§ Task prompt
Without skipping anything, write out each record below exactly.

§ Material for this exercise

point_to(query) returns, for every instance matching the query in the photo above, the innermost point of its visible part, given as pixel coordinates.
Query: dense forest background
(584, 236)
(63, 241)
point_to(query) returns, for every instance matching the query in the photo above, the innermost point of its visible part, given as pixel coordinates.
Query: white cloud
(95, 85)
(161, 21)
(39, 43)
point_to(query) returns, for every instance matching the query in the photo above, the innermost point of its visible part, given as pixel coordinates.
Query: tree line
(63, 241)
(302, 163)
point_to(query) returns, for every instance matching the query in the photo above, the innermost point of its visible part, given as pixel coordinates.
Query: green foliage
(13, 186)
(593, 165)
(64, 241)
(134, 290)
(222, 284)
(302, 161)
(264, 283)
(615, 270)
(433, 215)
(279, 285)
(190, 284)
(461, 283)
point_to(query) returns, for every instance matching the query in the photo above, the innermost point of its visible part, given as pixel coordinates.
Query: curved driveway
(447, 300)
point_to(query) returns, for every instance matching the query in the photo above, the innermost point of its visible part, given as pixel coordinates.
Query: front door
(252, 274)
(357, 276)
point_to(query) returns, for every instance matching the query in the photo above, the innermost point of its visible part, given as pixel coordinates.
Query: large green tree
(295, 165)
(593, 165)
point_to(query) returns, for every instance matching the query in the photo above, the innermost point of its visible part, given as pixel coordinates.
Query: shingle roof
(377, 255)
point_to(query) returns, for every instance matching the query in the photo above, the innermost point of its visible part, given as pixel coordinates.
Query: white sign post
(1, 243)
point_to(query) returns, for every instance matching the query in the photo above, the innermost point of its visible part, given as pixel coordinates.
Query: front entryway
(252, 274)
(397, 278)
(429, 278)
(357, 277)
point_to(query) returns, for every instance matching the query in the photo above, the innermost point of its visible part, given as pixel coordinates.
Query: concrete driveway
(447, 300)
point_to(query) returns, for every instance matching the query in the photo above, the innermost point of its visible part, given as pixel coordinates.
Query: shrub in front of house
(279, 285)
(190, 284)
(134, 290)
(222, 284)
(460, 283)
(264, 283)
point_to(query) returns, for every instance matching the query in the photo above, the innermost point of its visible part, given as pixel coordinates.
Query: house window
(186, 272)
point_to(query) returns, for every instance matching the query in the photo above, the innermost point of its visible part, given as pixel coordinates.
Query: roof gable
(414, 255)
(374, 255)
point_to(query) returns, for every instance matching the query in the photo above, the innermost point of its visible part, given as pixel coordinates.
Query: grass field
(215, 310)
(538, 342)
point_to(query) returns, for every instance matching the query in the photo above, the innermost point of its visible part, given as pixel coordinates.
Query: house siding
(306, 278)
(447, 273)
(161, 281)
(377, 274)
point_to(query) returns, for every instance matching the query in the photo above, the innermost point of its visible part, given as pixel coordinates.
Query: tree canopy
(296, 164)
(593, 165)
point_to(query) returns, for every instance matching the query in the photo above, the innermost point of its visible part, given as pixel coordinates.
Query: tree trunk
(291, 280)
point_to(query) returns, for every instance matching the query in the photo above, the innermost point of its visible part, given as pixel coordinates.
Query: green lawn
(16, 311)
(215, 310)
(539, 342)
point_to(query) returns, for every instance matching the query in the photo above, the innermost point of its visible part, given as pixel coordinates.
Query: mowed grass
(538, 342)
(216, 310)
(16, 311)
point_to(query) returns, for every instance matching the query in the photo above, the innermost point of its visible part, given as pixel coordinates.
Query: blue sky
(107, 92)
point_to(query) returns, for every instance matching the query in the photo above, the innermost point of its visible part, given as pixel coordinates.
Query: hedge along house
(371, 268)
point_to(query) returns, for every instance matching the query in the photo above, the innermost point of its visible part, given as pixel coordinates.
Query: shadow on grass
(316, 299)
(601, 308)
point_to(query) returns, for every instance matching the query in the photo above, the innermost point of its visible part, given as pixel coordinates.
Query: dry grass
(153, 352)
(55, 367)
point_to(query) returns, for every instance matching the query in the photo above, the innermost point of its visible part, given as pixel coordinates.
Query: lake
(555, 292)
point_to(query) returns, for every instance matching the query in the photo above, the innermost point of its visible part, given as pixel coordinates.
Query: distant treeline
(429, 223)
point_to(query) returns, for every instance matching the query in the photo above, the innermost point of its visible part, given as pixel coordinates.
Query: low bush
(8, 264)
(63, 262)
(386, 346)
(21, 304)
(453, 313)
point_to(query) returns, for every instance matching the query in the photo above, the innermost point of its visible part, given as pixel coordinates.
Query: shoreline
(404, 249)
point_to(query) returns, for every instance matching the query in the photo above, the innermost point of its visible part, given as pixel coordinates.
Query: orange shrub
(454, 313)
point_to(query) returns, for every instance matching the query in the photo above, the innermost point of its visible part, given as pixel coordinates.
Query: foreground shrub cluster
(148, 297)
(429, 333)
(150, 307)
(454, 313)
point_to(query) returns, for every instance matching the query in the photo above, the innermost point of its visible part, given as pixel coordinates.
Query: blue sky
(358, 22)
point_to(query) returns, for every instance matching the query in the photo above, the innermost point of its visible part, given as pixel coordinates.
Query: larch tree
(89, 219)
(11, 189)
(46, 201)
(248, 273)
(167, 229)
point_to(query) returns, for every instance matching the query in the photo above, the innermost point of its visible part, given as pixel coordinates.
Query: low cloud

§ Exercise answer
point_to(query) returns, for every instance matching the query in the photo above, the innermost point of its visible part, given as pixel coordinates.
Query: dense forest background
(584, 236)
(63, 241)
point_to(query) returns, for every instance matching the query in the photo above, the innermost point of its visible part, given as pixel coordinates.
Query: white cloud
(95, 85)
(161, 21)
(39, 43)
point_to(query) returns, for every instance matching the query in the photo above, the innermost point of its visible part, given as pixel coordinates.
Query: tree line
(63, 241)
(302, 163)
point_to(query) returns, for every instance matching the query in the photo above, the innermost point of its visible part, given as pixel coordinates.
Query: green foliage
(13, 186)
(593, 165)
(64, 241)
(134, 290)
(222, 284)
(302, 161)
(264, 283)
(615, 270)
(433, 215)
(279, 285)
(190, 284)
(461, 283)
point_to(query) returns, for every instance matching the query in the photo above, the innermost point of its visible part, given as pixel coordinates.
Query: curved driveway
(447, 300)
point_to(query) returns, for every instance matching the query in the photo above, the innermost point of its visible part, given as pixel coordinates.
Query: front door
(252, 274)
(357, 276)
point_to(query) returns, for every instance matching the query in the photo above, the innermost point of its visible part, given as pixel coordinates.
Query: large green tree
(295, 165)
(593, 165)
point_to(query) returns, for every instance matching the query in the photo above, the innermost point of its visible part, given as pixel coordinates.
Query: shingle roof
(377, 255)
point_to(query) returns, for every instance matching the query in the photo above, the innermost point of its visible part, given as pixel coordinates.
Query: white sign post
(1, 243)
point_to(query) returns, for every instance matching the query in the photo above, the innermost point of its visible part, given as pixel coordinates.
Query: front entryway
(252, 274)
(397, 278)
(429, 278)
(357, 277)
point_to(query) returns, for every instance matching the query in the photo above, the innermost point of its visible part, given as pixel coordinates.
Query: concrete driveway
(447, 300)
point_to(query) returns, for every instance matching the query in the photo above, the innermost point of its visible part, given as pixel coordinates.
Query: shrub in front of house
(279, 285)
(190, 284)
(134, 290)
(222, 284)
(460, 283)
(264, 283)
point_to(query) returns, for every instance matching the query in the photo above, the innermost point of its visible part, given as pixel coordinates.
Query: house window
(186, 272)
point_to(query) returns, for every instance matching the query in the photo above, the innermost point of its visible part, given as pixel coordinates.
Query: roof gable
(414, 255)
(374, 255)
point_to(query) returns, for every instance matching the query in the photo above, the innermost point of its visible part, given as pixel coordinates.
Query: grass field
(215, 310)
(538, 342)
point_to(query) returns, for every instance matching the query in the photo above, the innermost point of its visible part, given as pixel coordinates.
Query: house siding
(306, 278)
(447, 273)
(161, 281)
(377, 274)
point_to(query) returns, for every instance matching the query in the photo above, the innermost point of its visible part, given as pixel coordinates.
Query: tree canopy
(296, 164)
(593, 165)
point_to(query) returns, for every instance matching the query in the photo above, the innermost point of its visible part, given as pixel coordinates.
Query: tree trunk
(291, 280)
point_to(query) returns, for every instance matching the query in the photo above, the innermost point of its visible part, given as pixel coordinates.
Query: green lawn
(16, 311)
(215, 310)
(539, 342)
point_to(query) returns, for every instance matching the query in the photo above, the innermost point of its visible part, given as pixel coordinates.
Query: mowed grass
(538, 342)
(216, 310)
(16, 311)
point_to(query) returns, for every instance matching the query in the photo above, the innermost point of its visible part, given as pixel coordinates.
Query: blue sky
(107, 92)
point_to(query) returns, for every instance matching the query in the photo above, the innermost point of its visible part, given as pixel coordinates.
Query: hedge along house
(371, 268)
point_to(query) returns, for every instance matching the query in the photo above, the innermost point of its visible part, given as pixel coordinates.
Query: shadow on grass
(316, 299)
(601, 308)
point_to(query) returns, for every instance matching the query in the photo above, the innermost point of its visible part, given as pixel coordinates.
Query: dry grass
(153, 352)
(55, 367)
point_to(query) returns, for every instance matching the query in the photo above, the innermost point of its visible part, given as pixel coordinates.
Query: lake
(555, 292)
point_to(query) returns, for every instance matching the query in the photo above, the innermost point of its visible part, given as pixel coordinates.
Query: distant treeline
(429, 223)
point_to(query) returns, for every instance matching the query in the photo above, the innermost point of its visible part, given as pixel coordinates.
Query: low bush
(8, 264)
(63, 262)
(386, 346)
(21, 304)
(453, 313)
point_to(query) returns, for every instance matching the query in the photo above, the innermost point of its visible part, given as pixel coordinates.
Query: shoreline
(404, 249)
point_to(query) returns, for every instance matching the query in the photo above, the innermost point of its visible part, given as pixel coordinates.
Query: orange shrub
(454, 313)
point_to(query) returns, for every instance matching the query in the photo above, the innermost point of its visible part, given as pixel coordinates.
Query: foreground shrub cluster
(148, 297)
(429, 333)
(150, 307)
(454, 313)
point_to(query) returns, for every instance matching the query in the photo above, the innermost point of its visible part, given as pixel coordinates.
Query: blue sky
(358, 22)
point_to(query) returns, for every instance matching the query in the photo above, the innermost point of its visible part, given as pixel coordinates.
Query: larch tree
(89, 219)
(11, 189)
(46, 201)
(248, 273)
(167, 229)
point_to(query) returns, for every instance matching the query in the photo above, the innermost point of its visible part, given as pixel coordinates.
Query: low cloud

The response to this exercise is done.